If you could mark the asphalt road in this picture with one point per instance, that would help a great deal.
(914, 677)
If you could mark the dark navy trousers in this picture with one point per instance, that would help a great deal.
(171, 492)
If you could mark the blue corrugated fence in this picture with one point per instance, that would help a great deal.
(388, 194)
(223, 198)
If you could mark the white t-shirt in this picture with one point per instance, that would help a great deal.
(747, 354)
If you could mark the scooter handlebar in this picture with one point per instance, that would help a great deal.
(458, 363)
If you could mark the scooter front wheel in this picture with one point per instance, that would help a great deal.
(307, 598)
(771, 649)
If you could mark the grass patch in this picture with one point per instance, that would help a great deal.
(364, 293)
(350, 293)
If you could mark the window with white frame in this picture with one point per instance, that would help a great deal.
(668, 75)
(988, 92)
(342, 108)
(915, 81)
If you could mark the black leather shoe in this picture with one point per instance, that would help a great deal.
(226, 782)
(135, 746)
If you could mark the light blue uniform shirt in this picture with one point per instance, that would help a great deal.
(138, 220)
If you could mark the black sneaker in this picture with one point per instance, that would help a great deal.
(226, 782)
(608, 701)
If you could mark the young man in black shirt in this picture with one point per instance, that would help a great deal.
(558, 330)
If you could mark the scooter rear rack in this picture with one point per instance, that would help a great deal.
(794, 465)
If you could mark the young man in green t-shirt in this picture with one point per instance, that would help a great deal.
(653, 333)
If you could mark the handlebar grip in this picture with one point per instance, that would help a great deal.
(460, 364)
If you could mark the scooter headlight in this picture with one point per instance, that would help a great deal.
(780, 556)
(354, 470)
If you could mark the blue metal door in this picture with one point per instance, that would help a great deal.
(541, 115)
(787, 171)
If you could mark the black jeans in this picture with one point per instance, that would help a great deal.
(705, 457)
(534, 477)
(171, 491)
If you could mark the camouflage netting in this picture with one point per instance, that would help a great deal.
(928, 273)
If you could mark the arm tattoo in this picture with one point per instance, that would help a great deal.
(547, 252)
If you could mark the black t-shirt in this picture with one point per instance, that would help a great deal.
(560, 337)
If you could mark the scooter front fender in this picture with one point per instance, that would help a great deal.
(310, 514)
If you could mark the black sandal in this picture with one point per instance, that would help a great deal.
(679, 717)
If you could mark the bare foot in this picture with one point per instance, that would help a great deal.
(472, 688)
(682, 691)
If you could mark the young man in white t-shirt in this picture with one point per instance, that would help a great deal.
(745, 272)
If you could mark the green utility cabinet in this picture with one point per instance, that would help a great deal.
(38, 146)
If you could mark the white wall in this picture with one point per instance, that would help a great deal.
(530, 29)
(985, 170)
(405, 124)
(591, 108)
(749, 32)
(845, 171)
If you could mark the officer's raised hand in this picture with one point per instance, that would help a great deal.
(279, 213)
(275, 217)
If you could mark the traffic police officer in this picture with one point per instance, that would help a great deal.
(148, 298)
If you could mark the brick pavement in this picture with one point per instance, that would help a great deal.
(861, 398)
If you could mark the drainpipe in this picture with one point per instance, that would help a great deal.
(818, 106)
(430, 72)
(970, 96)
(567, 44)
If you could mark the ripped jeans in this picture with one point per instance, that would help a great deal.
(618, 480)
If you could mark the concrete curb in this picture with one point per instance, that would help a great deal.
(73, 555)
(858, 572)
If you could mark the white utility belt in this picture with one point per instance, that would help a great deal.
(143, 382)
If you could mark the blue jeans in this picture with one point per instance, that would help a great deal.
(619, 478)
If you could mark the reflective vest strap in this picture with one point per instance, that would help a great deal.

What to produce: I'd like the records returned exactly as they were written, please.

Answer for the task:
If you could mark the asphalt road in this picture with one point per instance, that would help a great deal.
(914, 677)
If you could mark the dark navy trousers in this picture with one point per instance, that would help a great deal.
(171, 492)
If you could mark the blue corrugated fence in this picture with one point per instance, that would help a great deal.
(388, 194)
(223, 198)
If you could mark the white t-shirt in this picture with one point per instance, that would help a great deal.
(747, 354)
If you could mark the scooter handlebar in this picture with one point per instance, that would help a great deal.
(458, 363)
If you could mark the scooter front wheel in this picture with one point per instance, that would help a great deal.
(307, 598)
(771, 649)
If you could mark the grass patch in this picture with one point per instance, that would help a great deal.
(364, 293)
(350, 293)
If you could mark the window with white frame in this picture with one point per instance, that would help a great deal.
(668, 75)
(988, 92)
(342, 108)
(915, 81)
If you could mark the black leather shoe in this picture with one point per instance, that would help a great deal.
(226, 782)
(135, 746)
If you could mark the light blue uniform shirt in this picture with one point per instance, that would help a great deal.
(138, 220)
If you could mark the black sneaker in this picture with one point per instance, that would help a great deal.
(226, 782)
(608, 701)
If you could mark the young man in black shirt in this picture with one point per instance, that would help a great deal.
(558, 330)
If you could mark the scooter rear rack in this picture with one point per instance, that would help a great deal.
(794, 465)
If you could mark the young man in green t-shirt in this picture with one point per instance, that would help a great deal.
(653, 333)
If you could mark the handlebar grip in this picture with one point per instance, that would help a great deal.
(460, 364)
If you could mark the scooter headlight in this picture with one point per instance, that would help a great deal.
(780, 556)
(354, 470)
If you could mark the blue metal door in this picture with one point per instance, that would help a great deal.
(541, 115)
(787, 171)
If you could mark the black jeans in this picture with one point per instance, that would help a great deal.
(705, 457)
(534, 477)
(171, 491)
If you could mark the camouflage netting in this picture with one point per instance, that would help a great deal.
(928, 273)
If you could mark the arm tattoo in this picture with one point per instance, that would help a great deal.
(547, 252)
If you could mark the black t-shirt in this picture with one point per instance, that would help a great deal.
(560, 337)
If you could mark the scooter front fender in this picture with one point per instance, that would help a great deal.
(310, 514)
If you could mark the black sandal in this picture with one point per instance, that would help a great deal.
(679, 717)
If you could mark the bare foot in this picture with one point per instance, that would help a great deal.
(472, 688)
(682, 691)
If you could mark the young man in white t-shirt in this picture with one point per instance, that would help a great deal.
(745, 272)
If you could mark the green utility cabinet in this picture with one point per instance, that would help a great deal.
(38, 146)
If you could mark the white wall in this picture with one point per instance, that would help a great deal.
(530, 29)
(985, 170)
(405, 124)
(591, 108)
(749, 32)
(845, 171)
If you could mark the officer's raised hand in this picture with one point per instance, that would help a great deal.
(279, 213)
(275, 217)
If you could mark the traffic police officer in this picture with one point per instance, that would help a great deal.
(148, 298)
If you could mark the brick pavement in this picture with one point per instance, that would help a great deal.
(861, 398)
If you could mark the drainpipe in this picture with one point per instance, that would help a great deal.
(818, 106)
(430, 72)
(970, 96)
(567, 44)
If you could mark the ripped jeans in this picture with one point per instance, that would help a great deal.
(618, 480)
If you could mark the concrete curb in this picture with one point per instance, that would help a great deal.
(73, 555)
(858, 572)
If you could mark the white utility belt in this picture with one point per instance, that would help a great deal.
(143, 382)
If you could mark the blue jeans in this picture with one point per instance, that would help a great deal.
(619, 478)
If you could mark the reflective vest strap in this picture with one point per instance, that would help a great deal.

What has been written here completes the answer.